Stated problem 1:
Which fractions does the grain-handling text write out in words rather than in numerals? List every one.
Stated problem 2:
Duplicate every line of the records below, character for character and in the same order.

Text shown:
--*--

Wheat was stored the entire year in elevators, and sometimes for 2 or 3 years. The expense per bushel of wheat in operating a line elevator was given as 2.25 cents if 50,000 bushels were handled annually, and 1.75 cents if 100,000 bushels were handled. Very few houses handled 100,000 bushels of wheat in a year. Three-fourths cent per bushel was charged for transferring grain from a car to an elevator and into another car. It has been estimated that the cost was only one-eighth cent.

In 1885 the country elevator charge was from 3 to 5 cents per bushel. In 1900 it was from 0.5 cent to 2 cents. Elevator transfer charges were 1.25 cents in Chicago in 1885, and 0.75 cent at the close of the century. The usual commission for selling on consignment at the terminal markets in 1900 was one cent a bushel. Inspection and weighing charges amounted to 0.01 cent per bushel. About 80 per cent of the charges involved in concentrating wheat in Chicago were railroad charges and 20 per cent were commercial charges. Charges made per car were usually those of inspection, 25 to 30 cents, and weighing, 15 to 30 cents. Storage charges at the terminal elevators were about 1 cent per bushel for the first 10 days or any part thereof, and about one-fourth cent for each additional 10 days or any part thereof. Charges for recleaning grain were from 1 to 2

cents per bushel.

--*--

Dataset records:
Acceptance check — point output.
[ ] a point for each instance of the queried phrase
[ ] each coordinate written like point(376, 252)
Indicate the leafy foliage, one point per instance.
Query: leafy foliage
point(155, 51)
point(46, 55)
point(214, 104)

--*--

Correct response 1:
three-fourths, one-eighth, one-fourth

Correct response 2:
Acceptance check — point output.
[ ] a point for each instance of the queried phrase
[ ] each coordinate written like point(376, 252)
Indicate the leafy foliage, one point per instance.
Query: leafy foliage
point(155, 51)
point(46, 55)
point(214, 104)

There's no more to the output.